**Exercise**. Write out exactly the lines below that run from the line containing "of the chandelier." through the last line of the records.

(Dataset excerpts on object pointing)
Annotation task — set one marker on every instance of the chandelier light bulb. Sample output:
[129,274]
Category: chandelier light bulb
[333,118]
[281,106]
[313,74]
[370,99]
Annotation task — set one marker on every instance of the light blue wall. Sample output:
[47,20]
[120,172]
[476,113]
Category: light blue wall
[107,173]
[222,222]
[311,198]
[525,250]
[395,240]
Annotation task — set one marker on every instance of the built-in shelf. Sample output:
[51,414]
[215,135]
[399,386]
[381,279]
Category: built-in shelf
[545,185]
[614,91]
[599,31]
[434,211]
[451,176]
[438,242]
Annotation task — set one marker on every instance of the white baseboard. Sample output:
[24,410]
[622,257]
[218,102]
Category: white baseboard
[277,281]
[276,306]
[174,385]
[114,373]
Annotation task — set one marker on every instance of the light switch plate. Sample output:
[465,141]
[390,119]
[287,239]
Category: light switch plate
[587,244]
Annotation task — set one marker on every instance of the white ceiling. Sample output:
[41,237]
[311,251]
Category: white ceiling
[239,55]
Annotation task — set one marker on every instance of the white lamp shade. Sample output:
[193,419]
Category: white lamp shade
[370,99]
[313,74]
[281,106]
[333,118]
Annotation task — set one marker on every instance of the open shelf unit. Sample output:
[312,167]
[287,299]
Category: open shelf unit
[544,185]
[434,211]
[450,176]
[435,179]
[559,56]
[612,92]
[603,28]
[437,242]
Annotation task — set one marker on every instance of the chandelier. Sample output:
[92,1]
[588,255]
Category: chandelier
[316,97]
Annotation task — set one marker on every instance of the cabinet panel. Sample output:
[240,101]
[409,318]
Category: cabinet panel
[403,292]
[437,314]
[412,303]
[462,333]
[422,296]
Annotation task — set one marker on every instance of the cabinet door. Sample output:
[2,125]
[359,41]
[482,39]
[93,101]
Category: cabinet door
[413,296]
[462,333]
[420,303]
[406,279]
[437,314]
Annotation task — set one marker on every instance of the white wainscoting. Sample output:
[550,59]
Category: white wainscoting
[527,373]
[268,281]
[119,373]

**The completed task**.
Annotation task — set one marker on every instance of the chandelier. Sample output:
[92,1]
[588,255]
Category: chandelier
[316,97]
Annotation task — set one marker on every instance of the cabinet panel. Sample output:
[240,101]
[409,318]
Category: cabinet panel
[403,292]
[437,314]
[412,303]
[462,333]
[422,296]
Annotation task — set one marker on every instance of the cabinet door. Sample output:
[2,125]
[359,41]
[482,39]
[93,101]
Category: cabinet door
[413,296]
[462,333]
[420,303]
[406,279]
[437,314]
Annotation task — set one marker on every instance of the white wainscoting. Sample output:
[550,59]
Category: white wainscoting
[527,373]
[268,281]
[119,373]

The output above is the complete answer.